Data for processing:
____________
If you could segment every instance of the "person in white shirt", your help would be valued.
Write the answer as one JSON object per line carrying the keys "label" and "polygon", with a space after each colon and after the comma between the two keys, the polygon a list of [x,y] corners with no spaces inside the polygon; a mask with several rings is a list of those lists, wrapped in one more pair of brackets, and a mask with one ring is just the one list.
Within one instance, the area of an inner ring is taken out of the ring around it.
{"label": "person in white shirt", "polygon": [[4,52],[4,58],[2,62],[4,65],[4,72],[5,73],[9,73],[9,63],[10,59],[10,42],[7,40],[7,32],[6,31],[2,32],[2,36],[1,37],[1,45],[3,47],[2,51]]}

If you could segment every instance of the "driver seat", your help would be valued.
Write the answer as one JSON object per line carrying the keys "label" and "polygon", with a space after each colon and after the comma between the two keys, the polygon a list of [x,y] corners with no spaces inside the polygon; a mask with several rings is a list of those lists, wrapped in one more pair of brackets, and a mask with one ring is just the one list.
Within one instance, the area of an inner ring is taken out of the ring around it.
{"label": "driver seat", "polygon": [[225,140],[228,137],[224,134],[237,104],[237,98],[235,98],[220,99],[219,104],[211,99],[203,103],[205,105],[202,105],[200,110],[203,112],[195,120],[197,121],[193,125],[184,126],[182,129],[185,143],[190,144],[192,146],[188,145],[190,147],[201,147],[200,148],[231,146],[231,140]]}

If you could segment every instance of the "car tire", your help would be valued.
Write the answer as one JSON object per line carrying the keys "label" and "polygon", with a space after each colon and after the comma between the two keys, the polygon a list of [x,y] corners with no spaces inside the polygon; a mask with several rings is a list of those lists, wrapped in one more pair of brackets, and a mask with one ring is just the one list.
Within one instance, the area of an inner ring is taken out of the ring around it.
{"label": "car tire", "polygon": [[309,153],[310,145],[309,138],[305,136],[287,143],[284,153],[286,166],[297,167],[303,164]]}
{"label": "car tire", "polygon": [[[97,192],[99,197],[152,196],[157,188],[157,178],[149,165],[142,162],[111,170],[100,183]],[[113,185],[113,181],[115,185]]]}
____________
Pull out every line above that contains the word "could" and copy each one in full.

If you could segment every instance of the "person in white shirt", your help would be valued.
If you could segment every instance of the "driver seat", your help would be valued.
If you could segment every instance of the "car tire", your help would be valued.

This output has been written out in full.